» **What is expected**:
Reproduce every line of the records below, switching each "JSON array" to "JSON list" and leaving everything else unchanged.

** START OF Dataset excerpts **

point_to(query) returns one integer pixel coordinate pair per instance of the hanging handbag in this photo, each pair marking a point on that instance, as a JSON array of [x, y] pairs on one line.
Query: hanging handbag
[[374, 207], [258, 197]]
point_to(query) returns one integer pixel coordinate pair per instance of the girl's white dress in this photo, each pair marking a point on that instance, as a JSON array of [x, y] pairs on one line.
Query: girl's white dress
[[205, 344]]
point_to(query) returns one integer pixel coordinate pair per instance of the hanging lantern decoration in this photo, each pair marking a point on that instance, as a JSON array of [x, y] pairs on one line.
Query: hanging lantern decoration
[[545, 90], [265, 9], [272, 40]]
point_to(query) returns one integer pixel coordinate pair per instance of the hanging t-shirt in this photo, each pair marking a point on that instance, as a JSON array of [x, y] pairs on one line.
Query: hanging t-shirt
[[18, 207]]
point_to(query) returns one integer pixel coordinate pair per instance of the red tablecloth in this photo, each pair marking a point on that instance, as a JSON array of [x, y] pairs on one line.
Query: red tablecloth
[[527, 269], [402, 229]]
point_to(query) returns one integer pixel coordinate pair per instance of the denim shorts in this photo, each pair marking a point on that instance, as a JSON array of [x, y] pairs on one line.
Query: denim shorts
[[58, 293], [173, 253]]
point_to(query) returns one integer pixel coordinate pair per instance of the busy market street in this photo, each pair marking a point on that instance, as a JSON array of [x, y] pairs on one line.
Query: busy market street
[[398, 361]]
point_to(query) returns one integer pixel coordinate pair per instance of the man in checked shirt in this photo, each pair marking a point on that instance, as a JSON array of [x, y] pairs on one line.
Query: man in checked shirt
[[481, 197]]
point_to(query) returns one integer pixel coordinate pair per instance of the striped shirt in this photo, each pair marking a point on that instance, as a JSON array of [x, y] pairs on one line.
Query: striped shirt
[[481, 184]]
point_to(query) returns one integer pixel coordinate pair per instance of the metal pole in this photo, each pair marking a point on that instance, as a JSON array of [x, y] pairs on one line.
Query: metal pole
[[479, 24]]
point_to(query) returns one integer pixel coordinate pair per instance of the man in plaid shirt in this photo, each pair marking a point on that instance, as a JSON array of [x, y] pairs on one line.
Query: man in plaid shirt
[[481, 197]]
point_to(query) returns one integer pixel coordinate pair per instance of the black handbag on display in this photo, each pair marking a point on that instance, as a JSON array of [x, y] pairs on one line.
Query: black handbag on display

** END OF Dataset excerpts **

» **Response for this exercise**:
point_to(query) returns one integer pixel coordinate pair per instance of the hanging handbag in this photo, each pair marking a point on that instance, as a JSON list of [x, y] pairs on one line.
Query: hanging handbag
[[374, 207], [258, 197]]
point_to(query) returns one integer pixel coordinate pair per instance of the girl's white dress in this photo, each pair marking a point on that instance, as a JSON list of [x, y] pairs on one line.
Query: girl's white dress
[[205, 344]]
point_to(query) returns one integer pixel coordinate pair per instance of the hanging lantern decoration in this photo, each pair marking a point on that instance, as a JSON list of [x, y] pairs on one line.
Query: hanging lantern decoration
[[545, 90], [265, 9], [272, 40]]
point_to(query) returns one integer pixel coordinate pair per instance of the hanging t-shirt in this photo, each pair marking a point on that instance, as a JSON list of [x, y] pairs on one line.
Query: hanging t-shirt
[[18, 207]]
point_to(query) returns one integer pixel coordinate pair per instance of the red tablecloth in this photo, each pair marking a point on that instance, as a JSON list of [x, y] pairs on one line.
Query: red tablecloth
[[527, 269], [402, 229]]
point_to(query) returns one integer pixel coordinate pair per instance of the denim shorts in this photo, each pair marking a point on that instance, as a JSON list of [x, y] pairs on one line.
Query: denim shorts
[[58, 293], [173, 253]]
point_to(query) returns one integer pixel coordinate pair per instance of the busy market street in this photo, each pair marking a point on that instance, as a JSON list of [x, y] pairs on one line.
Query: busy market street
[[398, 361]]
point_to(query) returns one integer pixel coordinate pair per instance of the man in checked shirt in this photo, each pair marking a point on that instance, as a JSON list of [x, y] pairs on one line.
Query: man in checked shirt
[[481, 197]]
point_to(query) returns one integer pixel coordinate pair per instance of the striped shirt in this photo, each pair marking a point on that instance, as a JSON list of [x, y] pairs on one line.
Query: striped shirt
[[481, 184]]
point_to(query) returns one integer pixel coordinate pair per instance of the metal pole in this photo, each pair marking a point on that instance, as a JSON list of [x, y] pairs on one line.
Query: metal pole
[[479, 24]]
point_to(query) returns one integer pixel coordinate pair per instance of the man in plaid shirt in this photo, each pair marking a point on that instance, as a JSON list of [x, y] pairs on one line.
Query: man in plaid shirt
[[481, 197]]
point_to(query) returns one integer pixel coordinate pair per instance of the black handbag on display in this photo, each pair marking a point on that instance, as a JSON list of [x, y] pairs on one line.
Query: black handbag on display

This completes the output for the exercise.